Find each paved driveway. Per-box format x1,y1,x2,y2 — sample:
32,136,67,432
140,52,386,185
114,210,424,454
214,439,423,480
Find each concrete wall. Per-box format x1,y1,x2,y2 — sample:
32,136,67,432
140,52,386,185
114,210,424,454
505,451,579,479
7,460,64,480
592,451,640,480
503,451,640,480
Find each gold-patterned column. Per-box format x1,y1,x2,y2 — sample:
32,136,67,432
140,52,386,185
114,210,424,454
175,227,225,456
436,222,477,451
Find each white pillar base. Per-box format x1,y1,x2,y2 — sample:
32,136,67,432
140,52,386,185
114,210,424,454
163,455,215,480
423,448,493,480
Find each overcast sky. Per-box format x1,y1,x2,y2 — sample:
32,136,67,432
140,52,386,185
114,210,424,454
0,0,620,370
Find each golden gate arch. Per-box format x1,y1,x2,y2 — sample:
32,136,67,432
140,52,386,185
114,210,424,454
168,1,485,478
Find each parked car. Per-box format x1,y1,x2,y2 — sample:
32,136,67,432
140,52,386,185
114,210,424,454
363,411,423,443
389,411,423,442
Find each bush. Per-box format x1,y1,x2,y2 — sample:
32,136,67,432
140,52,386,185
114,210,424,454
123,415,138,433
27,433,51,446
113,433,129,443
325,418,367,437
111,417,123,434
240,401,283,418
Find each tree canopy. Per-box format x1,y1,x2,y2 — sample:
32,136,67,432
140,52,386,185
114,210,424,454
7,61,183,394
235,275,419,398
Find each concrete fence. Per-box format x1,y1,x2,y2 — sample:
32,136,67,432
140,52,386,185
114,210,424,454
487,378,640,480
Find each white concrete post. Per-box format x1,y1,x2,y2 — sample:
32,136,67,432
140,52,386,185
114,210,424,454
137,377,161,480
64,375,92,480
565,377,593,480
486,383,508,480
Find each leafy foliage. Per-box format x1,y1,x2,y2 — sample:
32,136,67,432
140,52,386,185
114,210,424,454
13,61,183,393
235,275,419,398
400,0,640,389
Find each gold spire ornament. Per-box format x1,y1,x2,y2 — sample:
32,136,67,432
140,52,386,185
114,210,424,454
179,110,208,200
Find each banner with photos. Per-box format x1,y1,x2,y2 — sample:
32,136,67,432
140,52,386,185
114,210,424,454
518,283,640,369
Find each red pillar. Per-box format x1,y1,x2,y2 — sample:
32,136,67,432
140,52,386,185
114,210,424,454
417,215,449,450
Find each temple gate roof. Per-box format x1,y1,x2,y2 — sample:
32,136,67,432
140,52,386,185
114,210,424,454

* YOUR GOAL *
Every record above needs to be returned in full, exactly.

* RESULT *
Find each paved driveway. Per-box format x1,y1,x2,y2 — sample:
32,136,67,432
140,52,386,185
114,210,424,454
214,439,423,480
Find each concrete wall. Per-box format x1,y1,x2,y2 — sample:
32,136,67,432
140,52,386,185
114,210,424,454
505,451,579,479
7,460,64,480
592,451,640,480
503,451,640,480
Find each gold-patterned column. Per-box format x1,y1,x2,y2 — sample:
32,136,67,432
140,52,386,185
114,210,424,454
175,227,225,456
436,222,477,451
Find each white pillar base. Per-box format x1,y1,x2,y2 — sample:
32,136,67,432
140,52,386,185
114,210,424,454
163,455,215,480
423,448,493,480
Find each overcast sky. Per-box format x1,y1,x2,y2 — sample:
32,136,67,432
140,52,386,185
114,210,424,454
0,0,620,370
Find each golden gate arch. Per-box format x1,y1,x2,y2 — sample:
32,136,67,432
140,52,386,185
114,210,424,454
168,1,485,478
Find each parked car. Per-box format x1,y1,x2,y2 — sample:
32,136,67,432
140,52,386,185
114,210,424,454
363,411,423,443
389,411,423,442
Find each bush. Per-box format x1,y1,x2,y2 — sample:
32,136,67,432
140,52,386,185
114,210,424,454
123,415,138,433
27,433,51,446
113,433,129,443
325,418,367,437
111,417,123,434
240,401,283,418
Find each tree canopy. Per-box format x1,y1,x2,y2 — sample:
32,136,67,432
140,52,386,185
114,210,424,454
7,61,183,394
235,275,419,398
Find each concrete fence. Per-box format x1,y1,x2,y2 — sample:
32,136,67,432
140,52,386,185
114,210,424,454
487,378,640,480
Find each white concrete post. Per-box format x1,y1,x2,y2 — sample:
32,136,67,432
140,52,386,185
114,210,424,454
137,377,161,480
64,375,92,480
565,377,593,480
486,383,508,480
Find each leafy foliage. Per-box format x1,y1,x2,y2 — sample:
32,136,67,432
140,52,386,185
114,210,424,454
13,61,183,393
235,275,419,398
400,0,640,389
Find each gold spire ornament. Per-box format x1,y1,x2,y2 — sample:
32,136,67,432
140,52,386,185
114,210,424,454
179,110,208,200
Find each banner with photos. Per-box format x1,y1,x2,y2 — sample:
32,136,67,432
140,52,386,185
114,210,424,454
518,283,640,369
Find each red pillar. Per-box format x1,y1,x2,y2 — sample:
32,136,67,432
140,52,386,185
114,210,424,454
417,215,449,450
Find each temple gate roof. Per-box format x1,y1,x2,y2 — sample:
32,136,67,432
140,52,386,185
114,210,424,454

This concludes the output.